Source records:
((

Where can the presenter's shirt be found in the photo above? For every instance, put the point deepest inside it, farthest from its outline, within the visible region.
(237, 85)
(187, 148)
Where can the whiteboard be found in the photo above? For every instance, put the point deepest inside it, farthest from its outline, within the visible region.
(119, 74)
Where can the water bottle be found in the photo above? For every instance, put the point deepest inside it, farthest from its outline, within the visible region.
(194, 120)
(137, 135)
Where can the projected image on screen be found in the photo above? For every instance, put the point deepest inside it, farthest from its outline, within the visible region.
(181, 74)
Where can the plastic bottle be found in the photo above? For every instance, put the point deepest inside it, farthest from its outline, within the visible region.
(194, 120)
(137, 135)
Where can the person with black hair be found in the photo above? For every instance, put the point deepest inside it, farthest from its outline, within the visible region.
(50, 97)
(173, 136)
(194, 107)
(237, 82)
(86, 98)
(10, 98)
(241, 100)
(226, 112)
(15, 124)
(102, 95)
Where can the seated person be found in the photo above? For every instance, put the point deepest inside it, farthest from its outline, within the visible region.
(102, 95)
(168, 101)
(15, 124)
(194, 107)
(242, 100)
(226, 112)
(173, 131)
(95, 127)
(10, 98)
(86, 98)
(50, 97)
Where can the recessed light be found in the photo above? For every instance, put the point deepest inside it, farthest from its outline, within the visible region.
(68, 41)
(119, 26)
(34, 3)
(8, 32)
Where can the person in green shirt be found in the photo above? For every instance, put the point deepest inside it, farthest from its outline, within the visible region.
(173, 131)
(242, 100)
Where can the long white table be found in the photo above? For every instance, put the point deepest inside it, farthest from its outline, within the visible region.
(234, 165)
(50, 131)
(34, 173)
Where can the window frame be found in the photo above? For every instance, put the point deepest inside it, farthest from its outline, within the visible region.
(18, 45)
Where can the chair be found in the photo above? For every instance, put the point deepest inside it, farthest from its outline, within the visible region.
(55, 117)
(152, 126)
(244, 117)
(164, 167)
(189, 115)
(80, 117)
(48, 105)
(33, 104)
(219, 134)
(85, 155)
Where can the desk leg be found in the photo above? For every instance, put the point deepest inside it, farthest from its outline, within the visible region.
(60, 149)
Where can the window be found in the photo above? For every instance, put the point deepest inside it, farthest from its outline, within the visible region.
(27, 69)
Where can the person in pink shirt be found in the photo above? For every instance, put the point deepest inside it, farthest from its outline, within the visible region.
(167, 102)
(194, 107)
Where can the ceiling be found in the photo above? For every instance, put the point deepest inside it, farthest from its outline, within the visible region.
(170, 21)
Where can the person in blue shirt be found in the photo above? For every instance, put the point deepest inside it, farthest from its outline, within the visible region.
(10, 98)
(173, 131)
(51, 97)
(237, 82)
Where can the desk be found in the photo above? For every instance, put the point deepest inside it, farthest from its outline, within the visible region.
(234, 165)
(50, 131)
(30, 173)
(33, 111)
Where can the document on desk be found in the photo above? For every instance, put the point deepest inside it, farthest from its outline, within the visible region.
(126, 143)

))

WORK TO COMPLETE ▸ Quote the data above in full, changing nothing.

WRITTEN ANSWER ▸
Where can the presenter's shirt be found in the photo above? For every instance, put the point deepest inside it, farthest from its outline, within the visible region.
(237, 85)
(187, 148)
Where can the whiteboard be found in the photo above? For every instance, put the point deepest inside it, farthest from its outline, within the visible region.
(119, 74)
Where can the water bottle be found in the photo above? For every instance, put the point deepest inside it, farthest from its outline, within the visible region.
(194, 120)
(137, 135)
Where can the projected image on screen be found in the photo above? For every instance, put the point deepest inside it, farthest from its outline, within the visible region.
(181, 74)
Where can the plastic bottle be found in the photo above? For every instance, put the point deepest inside it, farthest from its outline, within the visible region.
(194, 120)
(137, 135)
Where can the person with black hair be found in the photo above? For every instance, put the point deepest inside it, farthest from its outline, within the visible region.
(50, 97)
(173, 136)
(194, 107)
(237, 82)
(86, 98)
(10, 98)
(241, 100)
(226, 112)
(15, 124)
(102, 95)
Where can the seated person be found in the photo above? For every instance, put the point deepest inside it, farthest from its outline, within the visible region.
(102, 95)
(168, 101)
(15, 124)
(194, 107)
(242, 100)
(226, 112)
(173, 131)
(95, 127)
(10, 98)
(86, 98)
(50, 97)
Where can the recessed light be found in the photo above? For every instance, put the point deepest inside it, farthest from its outline, within the visible region.
(68, 41)
(119, 26)
(34, 3)
(8, 32)
Where can the person in green shirt be found in the photo above? For every instance, put the point deepest inside it, farthest from its outline, within the visible region.
(173, 131)
(242, 100)
Where can the long white table be found in the photo above? For every instance, put the point deepest inside it, farthest from its outline, within the visible region.
(234, 165)
(50, 131)
(34, 173)
Where can the window frame be found in the photo above? For every instance, put the point deepest inside it, farthest from its outline, within the visible region.
(18, 45)
Where can the chair be found in the photo above? For every instance, put the point deepest inside it, farthest from its outline, within the visible region.
(55, 117)
(152, 126)
(244, 117)
(164, 167)
(189, 115)
(80, 117)
(48, 105)
(33, 104)
(219, 134)
(85, 155)
Where can the desk leg be found in the photo above? For every instance, put the point deepest inside it, farthest from its outline, within the visible region.
(60, 149)
Where can the window be found in the photo above? For every instance, put the point deepest inside it, farthest from its outline, within the visible region.
(27, 69)
Where can the person in pink shirt be found in the photo above? For every instance, put the point deepest inside it, farthest from its outline, within the visible region.
(167, 102)
(194, 107)
Where can the ceiling be found in the photo above? For every instance, put the point deepest inside it, farthest from its outline, within the visible region.
(170, 21)
Where can the person in blue shirt be found in the photo above? For every instance, put the point deepest inside it, farthest from its outline, within the visible region.
(10, 98)
(173, 131)
(51, 97)
(237, 82)
Where can the desk be found in the photo above? For every instance, put the point deepest inside it, farthest from its outline, within the visible region.
(234, 165)
(50, 131)
(30, 173)
(33, 111)
Where can the document on desk be found in the photo above? For every instance, put the point deepest inside it, farthest from its outline, within the visible region.
(126, 143)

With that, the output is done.